> [Exercise directions]: Report how many of the lines below contain the string "goalkeeper", treating uppercase and lowercase as different. Give the number alone.

---- Items

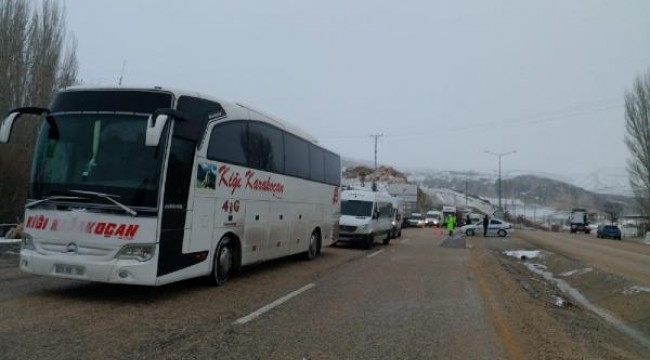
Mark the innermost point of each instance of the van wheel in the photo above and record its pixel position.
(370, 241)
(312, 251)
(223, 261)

--------
---- Items

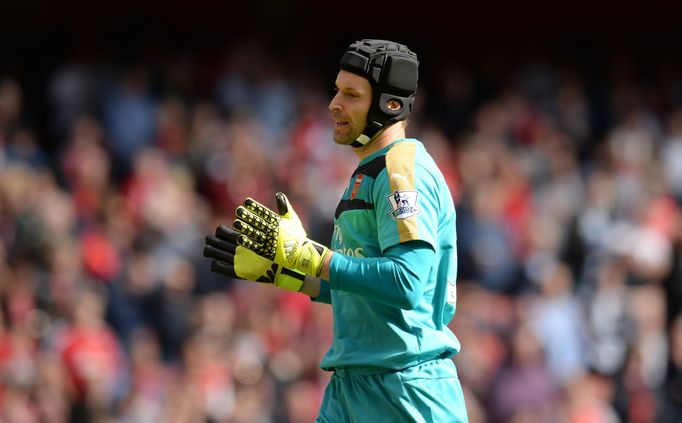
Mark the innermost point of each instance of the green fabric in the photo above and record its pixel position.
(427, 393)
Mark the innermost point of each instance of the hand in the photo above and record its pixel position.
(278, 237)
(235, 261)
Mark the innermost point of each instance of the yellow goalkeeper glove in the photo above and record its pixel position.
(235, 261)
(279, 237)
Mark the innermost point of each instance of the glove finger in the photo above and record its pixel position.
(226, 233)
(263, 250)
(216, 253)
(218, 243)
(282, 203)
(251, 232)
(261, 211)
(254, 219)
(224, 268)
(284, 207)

--------
---- Items

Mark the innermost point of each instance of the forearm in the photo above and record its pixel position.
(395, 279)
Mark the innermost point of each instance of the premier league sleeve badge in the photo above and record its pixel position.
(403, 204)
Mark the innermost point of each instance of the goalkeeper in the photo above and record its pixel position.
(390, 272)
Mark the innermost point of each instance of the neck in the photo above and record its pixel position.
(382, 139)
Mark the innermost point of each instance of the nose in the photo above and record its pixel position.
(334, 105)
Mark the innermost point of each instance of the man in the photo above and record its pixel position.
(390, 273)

--------

> [Response to this exercise]: 2